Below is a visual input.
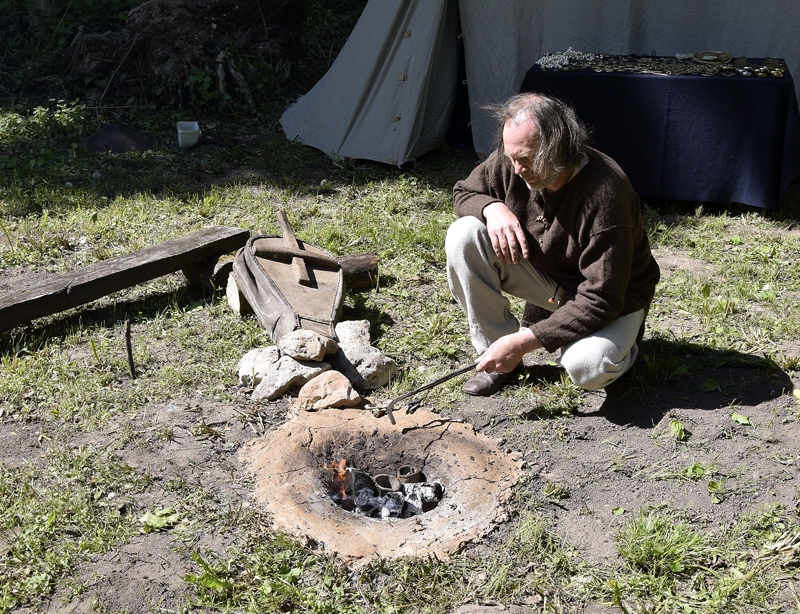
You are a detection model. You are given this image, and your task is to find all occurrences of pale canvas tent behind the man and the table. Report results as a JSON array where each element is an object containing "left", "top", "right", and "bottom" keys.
[{"left": 280, "top": 0, "right": 800, "bottom": 165}]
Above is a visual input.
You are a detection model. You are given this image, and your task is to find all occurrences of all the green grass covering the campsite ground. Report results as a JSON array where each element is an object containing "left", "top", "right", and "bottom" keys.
[{"left": 0, "top": 97, "right": 800, "bottom": 613}]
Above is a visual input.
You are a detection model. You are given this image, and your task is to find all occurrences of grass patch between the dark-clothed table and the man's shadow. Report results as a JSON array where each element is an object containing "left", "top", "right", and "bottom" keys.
[{"left": 650, "top": 207, "right": 800, "bottom": 366}]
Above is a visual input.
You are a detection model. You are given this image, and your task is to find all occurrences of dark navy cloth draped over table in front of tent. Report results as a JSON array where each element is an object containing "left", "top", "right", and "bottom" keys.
[{"left": 521, "top": 60, "right": 800, "bottom": 208}]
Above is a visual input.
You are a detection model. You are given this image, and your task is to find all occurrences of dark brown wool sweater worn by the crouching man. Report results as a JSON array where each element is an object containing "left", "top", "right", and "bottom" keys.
[{"left": 454, "top": 148, "right": 660, "bottom": 352}]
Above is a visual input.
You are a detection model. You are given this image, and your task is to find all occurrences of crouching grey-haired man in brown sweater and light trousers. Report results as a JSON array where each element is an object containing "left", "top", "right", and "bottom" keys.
[{"left": 445, "top": 94, "right": 660, "bottom": 396}]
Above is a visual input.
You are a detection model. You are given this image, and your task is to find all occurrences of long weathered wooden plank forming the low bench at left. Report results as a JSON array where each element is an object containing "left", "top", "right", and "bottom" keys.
[{"left": 0, "top": 226, "right": 250, "bottom": 331}]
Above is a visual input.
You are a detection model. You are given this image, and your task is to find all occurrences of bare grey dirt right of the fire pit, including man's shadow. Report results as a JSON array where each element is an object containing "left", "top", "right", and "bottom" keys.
[{"left": 446, "top": 341, "right": 800, "bottom": 564}]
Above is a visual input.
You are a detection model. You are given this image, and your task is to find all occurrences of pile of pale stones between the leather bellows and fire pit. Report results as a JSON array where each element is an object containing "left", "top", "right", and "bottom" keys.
[{"left": 239, "top": 320, "right": 397, "bottom": 411}]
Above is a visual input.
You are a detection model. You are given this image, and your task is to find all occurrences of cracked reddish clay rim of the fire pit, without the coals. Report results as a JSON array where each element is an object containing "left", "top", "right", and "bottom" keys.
[{"left": 240, "top": 409, "right": 520, "bottom": 563}]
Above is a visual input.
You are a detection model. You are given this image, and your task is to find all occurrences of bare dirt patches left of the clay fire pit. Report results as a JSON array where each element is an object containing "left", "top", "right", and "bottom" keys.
[{"left": 0, "top": 398, "right": 268, "bottom": 614}]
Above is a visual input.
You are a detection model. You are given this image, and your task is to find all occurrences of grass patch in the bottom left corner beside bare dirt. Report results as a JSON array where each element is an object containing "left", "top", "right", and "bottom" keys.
[{"left": 0, "top": 442, "right": 142, "bottom": 612}]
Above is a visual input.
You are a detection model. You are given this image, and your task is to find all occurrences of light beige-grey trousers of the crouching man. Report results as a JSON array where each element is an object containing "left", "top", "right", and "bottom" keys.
[{"left": 445, "top": 216, "right": 645, "bottom": 390}]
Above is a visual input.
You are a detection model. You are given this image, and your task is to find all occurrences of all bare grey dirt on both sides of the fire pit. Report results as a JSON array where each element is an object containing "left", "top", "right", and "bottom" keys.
[{"left": 0, "top": 256, "right": 800, "bottom": 614}]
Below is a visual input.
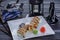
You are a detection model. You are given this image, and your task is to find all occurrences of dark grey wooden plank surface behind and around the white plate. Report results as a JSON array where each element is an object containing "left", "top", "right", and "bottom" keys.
[{"left": 0, "top": 0, "right": 60, "bottom": 40}]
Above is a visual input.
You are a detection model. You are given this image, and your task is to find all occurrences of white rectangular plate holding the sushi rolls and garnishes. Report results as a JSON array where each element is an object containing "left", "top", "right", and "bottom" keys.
[{"left": 7, "top": 16, "right": 55, "bottom": 40}]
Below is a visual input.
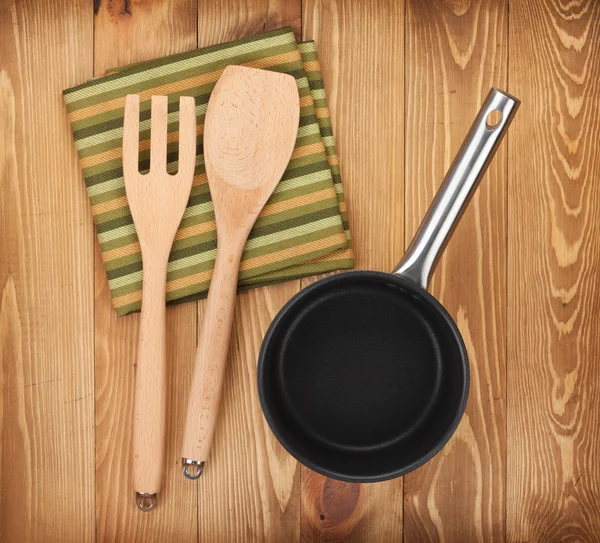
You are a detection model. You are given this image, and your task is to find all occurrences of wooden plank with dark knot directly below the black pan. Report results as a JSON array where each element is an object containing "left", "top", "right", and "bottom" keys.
[{"left": 301, "top": 0, "right": 404, "bottom": 543}]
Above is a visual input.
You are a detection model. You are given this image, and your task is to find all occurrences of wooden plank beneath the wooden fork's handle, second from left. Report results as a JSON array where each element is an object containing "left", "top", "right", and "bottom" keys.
[{"left": 88, "top": 0, "right": 198, "bottom": 541}]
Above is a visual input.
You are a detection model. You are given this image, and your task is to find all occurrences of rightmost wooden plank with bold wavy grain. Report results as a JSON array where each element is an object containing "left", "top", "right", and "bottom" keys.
[{"left": 507, "top": 0, "right": 600, "bottom": 542}]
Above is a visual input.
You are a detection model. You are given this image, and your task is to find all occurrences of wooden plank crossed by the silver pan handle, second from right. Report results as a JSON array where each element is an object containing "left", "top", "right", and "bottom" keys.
[{"left": 404, "top": 0, "right": 507, "bottom": 543}]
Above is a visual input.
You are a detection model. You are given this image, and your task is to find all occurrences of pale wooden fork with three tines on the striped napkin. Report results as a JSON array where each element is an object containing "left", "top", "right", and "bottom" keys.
[{"left": 123, "top": 95, "right": 196, "bottom": 511}]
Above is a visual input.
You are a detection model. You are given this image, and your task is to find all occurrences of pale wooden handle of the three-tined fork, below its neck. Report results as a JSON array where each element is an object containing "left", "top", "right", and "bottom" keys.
[{"left": 133, "top": 260, "right": 167, "bottom": 511}]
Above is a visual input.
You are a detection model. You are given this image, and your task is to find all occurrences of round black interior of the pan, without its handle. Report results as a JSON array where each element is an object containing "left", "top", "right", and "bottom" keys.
[{"left": 259, "top": 273, "right": 468, "bottom": 478}]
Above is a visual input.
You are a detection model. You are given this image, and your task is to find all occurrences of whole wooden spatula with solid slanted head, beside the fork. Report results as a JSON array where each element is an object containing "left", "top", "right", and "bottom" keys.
[{"left": 182, "top": 66, "right": 300, "bottom": 479}]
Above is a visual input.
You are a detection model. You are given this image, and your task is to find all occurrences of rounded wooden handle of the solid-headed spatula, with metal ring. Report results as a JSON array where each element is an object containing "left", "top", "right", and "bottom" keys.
☆ ☆ ☆
To do:
Take the listing and print it again exactly, but without any pictures.

Written response:
Below is a visual input.
You are a detection model. You are given this image, and your task is to find all occurrences of pale canvas tent behind the man and the table. Report results as a JSON array where each element is an object containing "left", "top", "right", and "bottom" keys.
[{"left": 280, "top": 0, "right": 800, "bottom": 165}]
Above is a visual input.
You are a detection model. You are given this image, and your task is to find all occurrences of all the green grass covering the campsite ground. Report results as a JSON array where each element is an object containing "left", "top", "right", and "bottom" keys.
[{"left": 0, "top": 97, "right": 800, "bottom": 613}]
Above is a visual input.
You are a detection model. You are given this image, and your task is to find all occurrences of grass patch between the dark-clothed table and the man's shadow. Report results as a JSON array where each element is an object containing "left", "top", "right", and "bottom" keys.
[{"left": 650, "top": 207, "right": 800, "bottom": 366}]
Above is a visual input.
You are a detection model. You are given this image, and your task is to find all occurrences of dark navy cloth draped over table in front of tent. Report results as a JSON array where each element is an object containing "left", "top", "right", and "bottom" keys.
[{"left": 521, "top": 60, "right": 800, "bottom": 208}]
Above is a visual input.
You are a detection model. You are given this image, and your task is to find all occurrences of dark brown wool sweater worn by the crouching man. Report results as a JSON array where each element is an object containing "left", "top", "right", and "bottom" keys.
[{"left": 454, "top": 148, "right": 660, "bottom": 352}]
Above is a visual input.
You are a detection model. You are given this image, and your task is to find all occurrences of crouching grey-haired man in brown sweater and light trousers. Report results as a JSON array where each element is an object containing "left", "top", "right", and "bottom" keys.
[{"left": 445, "top": 94, "right": 660, "bottom": 396}]
Above is a visual input.
You are a detection model. You are given this image, and your task is to find all occurrences of long weathered wooden plank forming the low bench at left. Report results as a JSON array where each element is an object containing "left", "top", "right", and "bottom" keys.
[{"left": 0, "top": 226, "right": 250, "bottom": 331}]
Above is a visual input.
You are a detection model. You are given this image, and your task is to find all occurrences of bare grey dirt right of the fire pit, including man's shadow. Report results as a JSON array where each element is an object containing "left", "top", "right", and "bottom" keys.
[{"left": 446, "top": 341, "right": 800, "bottom": 564}]
Above is a visual input.
You are a detection model. You are given this image, and your task is to find all occurrences of pile of pale stones between the leather bellows and fire pit. Report results as a JSON array where each element is an object containing "left", "top", "right", and "bottom" keys.
[{"left": 239, "top": 320, "right": 397, "bottom": 411}]
Above is a visual input.
You are a detection model. You are given this image, and your task is to find all occurrences of cracked reddish clay rim of the fire pit, without the coals. Report results as a JSON array where each element is an object containing "left", "top", "right", and "bottom" keys.
[{"left": 240, "top": 409, "right": 520, "bottom": 563}]
Above is a visual input.
You are a detection model. You are given this image, and your task is to find all occurrences of bare dirt patches left of the clay fire pit. Report results as a JSON array where each element is an object containing "left", "top", "right", and "bottom" keys.
[{"left": 0, "top": 398, "right": 268, "bottom": 614}]
Above is a visual input.
You are a detection model. You are given this image, and your task is to find all occurrences of grass patch in the bottom left corner beside bare dirt. Report results as a JSON array where each element is an object containing "left", "top", "right", and "bottom" keys.
[{"left": 0, "top": 442, "right": 142, "bottom": 612}]
Above is a visual input.
You are a detection model. You are given this image, and your task is to find all occurrences of light beige-grey trousers of the crouching man. Report results as a JSON array where each element is an object containing "left", "top", "right", and "bottom" keys.
[{"left": 445, "top": 216, "right": 645, "bottom": 390}]
Above is a visual input.
You are a detection model. You are given this image, and your task is to find all occurrences of all bare grey dirt on both sides of the fire pit. Report results as a JSON array where each element is an object containing "left", "top", "right", and "bottom" keys.
[{"left": 0, "top": 256, "right": 800, "bottom": 614}]
Below is a visual input.
You are a detection model. You are given this image, and your task is to find all occurrences of dark grey wooden plank surface behind and around the white plate. Report results as a JSON array where each element is an object containing "left", "top", "right", and "bottom" keys.
[{"left": 0, "top": 0, "right": 60, "bottom": 40}]
Above is a visual input.
You are a detection model. You are given this image, and your task is to find all occurrences of white rectangular plate holding the sushi rolls and garnishes. Report results as a JSON array where each element is an object containing "left", "top", "right", and "bottom" keys.
[{"left": 7, "top": 16, "right": 55, "bottom": 40}]
Below is a visual input.
You are a detection model. You are given this image, and your task is to find all occurrences of wooden plank with dark knot directly below the black pan. Report results as a JSON array where each element is an object containing "left", "top", "right", and "bottom" keys.
[{"left": 301, "top": 0, "right": 404, "bottom": 543}]
Above is a visual input.
You are a detection model. You are given this image, and your task is to find all occurrences of wooden plank beneath the wooden fork's handle, second from left. Report results as a JSON array where each element is an object containing "left", "top", "right", and "bottom" keys.
[{"left": 88, "top": 0, "right": 198, "bottom": 541}]
Above is a visual input.
You are a detection model. You are given this image, and your task is to find all occurrences of rightmost wooden plank with bold wavy grain. Report results as a JSON array where each element is an object containing "left", "top", "right", and "bottom" keys.
[{"left": 507, "top": 0, "right": 600, "bottom": 542}]
Above is a visual input.
You are a detection model. You are given this image, and your task is to find all occurrences of wooden plank crossed by the silver pan handle, second from right. Report results as a JSON array where each element is an object containing "left", "top", "right", and "bottom" keys.
[{"left": 404, "top": 0, "right": 507, "bottom": 543}]
Above is a visual input.
You are a detection model. You are given this image, and your task is to find all occurrences of pale wooden fork with three tines on the striped napkin. Report results as a JSON array where each element is an object containing "left", "top", "right", and "bottom" keys.
[{"left": 123, "top": 95, "right": 196, "bottom": 511}]
Above is a visual input.
You are a detection model. You are given this image, and your task is to find all occurrences of pale wooden handle of the three-tined fork, below its neck. Report results as a JSON array where each element is an object containing "left", "top", "right", and "bottom" keys.
[{"left": 133, "top": 260, "right": 167, "bottom": 511}]
Above is a visual input.
You are a detection model. You are given this image, and your task is to find all occurrences of round black interior of the pan, without its handle. Report results as a JSON array where each element is an object containing "left", "top", "right", and "bottom" keys.
[{"left": 259, "top": 273, "right": 468, "bottom": 478}]
Above is a visual input.
You are a detection model. You are given this image, and your task is to find all occurrences of whole wooden spatula with solid slanted head, beside the fork. Report results as a JSON array where each element is an object containing "left", "top", "right", and "bottom" keys.
[{"left": 182, "top": 66, "right": 300, "bottom": 479}]
Above is a visual input.
You are a detection model. You are given this image, and your task is to find all occurrences of rounded wooden handle of the solid-headed spatula, with metal ring. Report results as a JSON array where each element is an object containing "left", "top", "right", and "bottom" keys.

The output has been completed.